■ THE PROBLEM
Search the listing for the word "whose" and return each line that contains it.

+---+

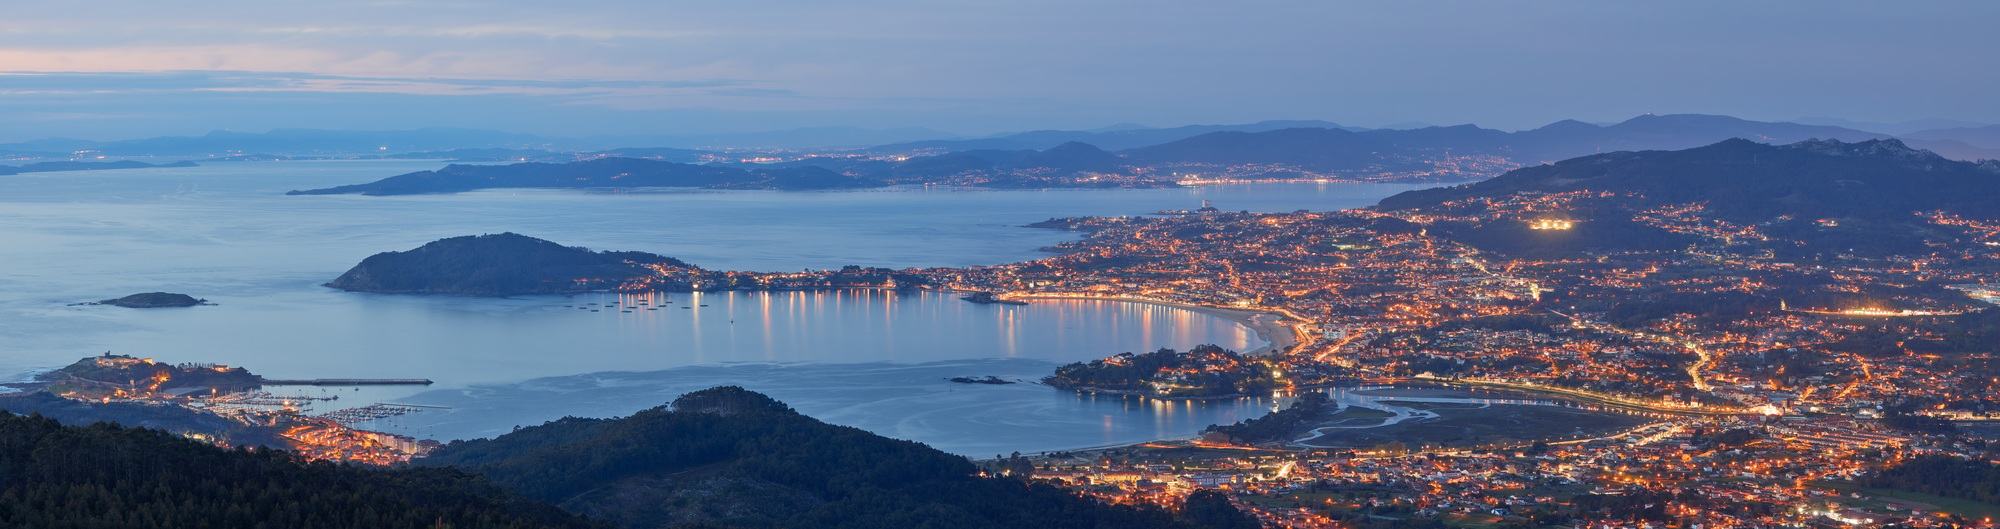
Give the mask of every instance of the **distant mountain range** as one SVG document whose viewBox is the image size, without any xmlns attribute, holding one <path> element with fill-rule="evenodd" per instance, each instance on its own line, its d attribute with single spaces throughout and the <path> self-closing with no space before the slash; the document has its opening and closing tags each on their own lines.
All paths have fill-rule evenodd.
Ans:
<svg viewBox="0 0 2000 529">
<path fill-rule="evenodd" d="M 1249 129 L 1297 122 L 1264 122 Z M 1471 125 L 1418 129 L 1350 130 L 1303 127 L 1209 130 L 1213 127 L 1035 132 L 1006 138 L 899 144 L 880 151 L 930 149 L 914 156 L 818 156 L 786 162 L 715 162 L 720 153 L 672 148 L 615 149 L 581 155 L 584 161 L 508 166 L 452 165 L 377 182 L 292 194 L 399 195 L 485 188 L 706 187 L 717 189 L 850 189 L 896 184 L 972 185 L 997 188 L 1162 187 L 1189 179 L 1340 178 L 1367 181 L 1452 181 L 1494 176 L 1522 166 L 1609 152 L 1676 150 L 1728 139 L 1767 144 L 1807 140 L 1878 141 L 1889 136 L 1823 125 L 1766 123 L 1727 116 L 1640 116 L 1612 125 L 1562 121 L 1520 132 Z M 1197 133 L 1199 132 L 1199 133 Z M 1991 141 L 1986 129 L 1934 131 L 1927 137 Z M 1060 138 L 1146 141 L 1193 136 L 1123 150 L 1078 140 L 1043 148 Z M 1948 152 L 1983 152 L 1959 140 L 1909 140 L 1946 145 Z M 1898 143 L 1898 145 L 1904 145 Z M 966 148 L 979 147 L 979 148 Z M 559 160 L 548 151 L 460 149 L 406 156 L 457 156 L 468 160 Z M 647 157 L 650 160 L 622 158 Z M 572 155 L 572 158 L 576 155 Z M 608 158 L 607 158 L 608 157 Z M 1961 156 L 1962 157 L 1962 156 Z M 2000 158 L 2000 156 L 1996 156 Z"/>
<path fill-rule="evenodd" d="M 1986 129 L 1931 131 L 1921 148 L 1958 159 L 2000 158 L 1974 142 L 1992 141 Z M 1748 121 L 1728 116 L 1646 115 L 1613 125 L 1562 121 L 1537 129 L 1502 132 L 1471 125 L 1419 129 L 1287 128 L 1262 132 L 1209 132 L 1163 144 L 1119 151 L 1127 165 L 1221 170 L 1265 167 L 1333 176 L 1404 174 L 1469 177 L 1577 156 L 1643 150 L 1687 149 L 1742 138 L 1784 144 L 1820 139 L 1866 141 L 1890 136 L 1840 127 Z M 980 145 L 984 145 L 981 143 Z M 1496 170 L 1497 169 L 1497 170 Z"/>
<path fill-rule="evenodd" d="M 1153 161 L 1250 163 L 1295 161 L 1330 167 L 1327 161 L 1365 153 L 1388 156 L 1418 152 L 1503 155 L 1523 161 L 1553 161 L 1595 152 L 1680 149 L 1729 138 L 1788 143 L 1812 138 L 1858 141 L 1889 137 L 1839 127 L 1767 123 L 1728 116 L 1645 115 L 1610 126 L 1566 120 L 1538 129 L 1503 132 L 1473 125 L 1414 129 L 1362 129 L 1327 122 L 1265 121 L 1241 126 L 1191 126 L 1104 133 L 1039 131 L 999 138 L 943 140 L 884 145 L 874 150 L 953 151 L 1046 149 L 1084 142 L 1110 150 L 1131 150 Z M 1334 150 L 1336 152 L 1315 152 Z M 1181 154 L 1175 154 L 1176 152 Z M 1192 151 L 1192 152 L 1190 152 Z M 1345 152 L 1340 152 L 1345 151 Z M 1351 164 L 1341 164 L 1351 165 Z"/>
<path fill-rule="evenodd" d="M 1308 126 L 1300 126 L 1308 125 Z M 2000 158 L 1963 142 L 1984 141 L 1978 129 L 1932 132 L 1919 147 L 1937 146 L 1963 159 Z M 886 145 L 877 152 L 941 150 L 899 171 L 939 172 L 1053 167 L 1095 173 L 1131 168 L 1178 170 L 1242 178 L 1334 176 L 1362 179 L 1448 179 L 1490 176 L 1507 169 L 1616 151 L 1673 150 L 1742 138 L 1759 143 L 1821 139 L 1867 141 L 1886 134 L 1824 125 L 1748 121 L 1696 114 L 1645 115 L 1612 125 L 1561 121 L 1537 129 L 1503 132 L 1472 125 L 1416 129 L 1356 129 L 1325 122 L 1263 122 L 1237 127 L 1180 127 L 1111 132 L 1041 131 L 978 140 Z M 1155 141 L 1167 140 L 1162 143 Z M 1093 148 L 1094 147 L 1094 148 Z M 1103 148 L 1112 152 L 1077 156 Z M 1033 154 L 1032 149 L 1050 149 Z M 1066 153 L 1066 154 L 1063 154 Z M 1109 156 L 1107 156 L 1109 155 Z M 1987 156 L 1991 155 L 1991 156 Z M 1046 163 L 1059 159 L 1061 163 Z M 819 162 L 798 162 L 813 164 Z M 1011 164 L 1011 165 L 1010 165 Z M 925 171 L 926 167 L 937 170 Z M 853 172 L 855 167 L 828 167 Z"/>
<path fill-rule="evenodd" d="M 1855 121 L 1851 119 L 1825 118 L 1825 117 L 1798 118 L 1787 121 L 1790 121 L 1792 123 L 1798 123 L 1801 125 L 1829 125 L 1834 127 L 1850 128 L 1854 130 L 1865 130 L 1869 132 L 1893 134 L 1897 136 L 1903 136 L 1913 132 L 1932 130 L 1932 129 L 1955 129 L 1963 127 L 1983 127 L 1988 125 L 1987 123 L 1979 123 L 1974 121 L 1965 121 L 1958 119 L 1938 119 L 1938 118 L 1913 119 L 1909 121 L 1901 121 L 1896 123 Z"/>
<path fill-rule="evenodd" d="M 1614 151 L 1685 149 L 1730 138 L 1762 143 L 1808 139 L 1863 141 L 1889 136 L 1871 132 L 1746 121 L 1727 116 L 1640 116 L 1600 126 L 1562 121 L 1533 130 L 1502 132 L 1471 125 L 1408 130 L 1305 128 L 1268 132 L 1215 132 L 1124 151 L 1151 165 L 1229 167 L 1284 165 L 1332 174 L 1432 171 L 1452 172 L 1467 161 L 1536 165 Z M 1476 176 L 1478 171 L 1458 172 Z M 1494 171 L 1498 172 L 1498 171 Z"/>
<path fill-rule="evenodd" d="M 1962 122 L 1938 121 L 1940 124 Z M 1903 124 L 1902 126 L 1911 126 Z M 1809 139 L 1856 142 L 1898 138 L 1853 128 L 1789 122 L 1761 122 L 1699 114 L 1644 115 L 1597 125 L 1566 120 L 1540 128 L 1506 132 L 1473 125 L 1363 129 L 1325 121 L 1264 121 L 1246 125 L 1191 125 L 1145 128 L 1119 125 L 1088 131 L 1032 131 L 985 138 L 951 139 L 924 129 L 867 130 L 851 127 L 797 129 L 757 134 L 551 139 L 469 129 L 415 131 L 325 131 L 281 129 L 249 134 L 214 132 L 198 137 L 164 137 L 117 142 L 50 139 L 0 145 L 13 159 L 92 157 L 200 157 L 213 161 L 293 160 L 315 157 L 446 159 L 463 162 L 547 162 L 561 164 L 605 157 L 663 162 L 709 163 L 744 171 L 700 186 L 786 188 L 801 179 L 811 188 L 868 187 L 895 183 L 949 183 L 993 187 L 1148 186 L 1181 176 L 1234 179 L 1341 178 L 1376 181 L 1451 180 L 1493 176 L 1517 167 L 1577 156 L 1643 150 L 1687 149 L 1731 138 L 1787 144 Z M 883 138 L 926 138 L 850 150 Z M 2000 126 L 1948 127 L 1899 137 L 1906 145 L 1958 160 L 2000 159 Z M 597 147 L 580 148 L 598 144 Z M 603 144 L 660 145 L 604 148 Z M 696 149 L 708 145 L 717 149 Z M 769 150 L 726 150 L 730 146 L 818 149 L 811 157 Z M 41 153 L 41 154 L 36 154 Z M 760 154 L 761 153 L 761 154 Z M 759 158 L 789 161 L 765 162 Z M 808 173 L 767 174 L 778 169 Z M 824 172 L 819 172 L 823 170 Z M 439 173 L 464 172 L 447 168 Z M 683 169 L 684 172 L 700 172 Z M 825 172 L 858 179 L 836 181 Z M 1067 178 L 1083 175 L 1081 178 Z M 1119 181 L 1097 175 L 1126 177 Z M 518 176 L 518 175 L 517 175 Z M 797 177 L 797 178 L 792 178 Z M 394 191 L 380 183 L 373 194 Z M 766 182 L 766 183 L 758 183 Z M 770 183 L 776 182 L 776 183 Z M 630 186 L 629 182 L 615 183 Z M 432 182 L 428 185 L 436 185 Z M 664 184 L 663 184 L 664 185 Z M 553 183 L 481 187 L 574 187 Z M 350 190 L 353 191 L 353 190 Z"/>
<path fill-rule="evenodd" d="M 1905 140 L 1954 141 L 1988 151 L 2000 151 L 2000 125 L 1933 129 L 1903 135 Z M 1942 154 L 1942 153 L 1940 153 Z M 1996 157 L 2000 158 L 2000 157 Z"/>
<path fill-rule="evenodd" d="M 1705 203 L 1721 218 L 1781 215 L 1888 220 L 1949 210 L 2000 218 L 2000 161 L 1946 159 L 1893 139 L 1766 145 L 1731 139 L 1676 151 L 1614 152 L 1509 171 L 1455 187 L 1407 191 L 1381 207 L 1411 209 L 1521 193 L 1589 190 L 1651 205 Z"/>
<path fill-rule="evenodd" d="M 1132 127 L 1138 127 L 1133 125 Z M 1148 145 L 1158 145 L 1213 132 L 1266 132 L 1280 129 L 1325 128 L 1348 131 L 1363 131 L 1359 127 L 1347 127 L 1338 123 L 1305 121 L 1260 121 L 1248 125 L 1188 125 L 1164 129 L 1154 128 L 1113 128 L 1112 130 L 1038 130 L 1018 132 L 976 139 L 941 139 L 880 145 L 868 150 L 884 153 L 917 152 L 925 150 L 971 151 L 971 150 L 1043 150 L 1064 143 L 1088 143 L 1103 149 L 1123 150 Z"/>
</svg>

+---+

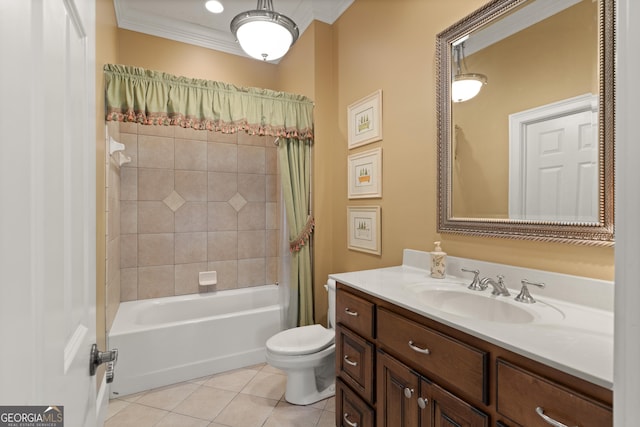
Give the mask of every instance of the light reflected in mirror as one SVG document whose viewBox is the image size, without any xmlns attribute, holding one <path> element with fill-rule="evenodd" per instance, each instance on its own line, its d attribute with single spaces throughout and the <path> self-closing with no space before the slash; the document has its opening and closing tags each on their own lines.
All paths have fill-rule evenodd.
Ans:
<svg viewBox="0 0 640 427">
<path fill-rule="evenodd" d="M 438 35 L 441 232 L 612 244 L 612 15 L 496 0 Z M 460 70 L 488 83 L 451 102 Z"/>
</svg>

+---+

■ ANSWER SECTION
Give the mask of every instance of the **distant mountain range** as one SVG document whose viewBox is the image size, without any xmlns attribute, holding one <path> element with fill-rule="evenodd" per instance, each instance on its own line, its d attribute with single spaces throughout and the <path> self-closing with no space before the slash; the document has its opening and closing tags each on their own lines.
Give the mask of every instance of the light reflected in mirror as one SVG document whose viewBox is the image size, without any xmlns attribute, holding one <path> element with fill-rule="evenodd" per instance, each instance on its own line, its d attribute with single spaces throughout and the <path> self-closing with no space before the slash; the document has its opening and closing tags each on their own lines.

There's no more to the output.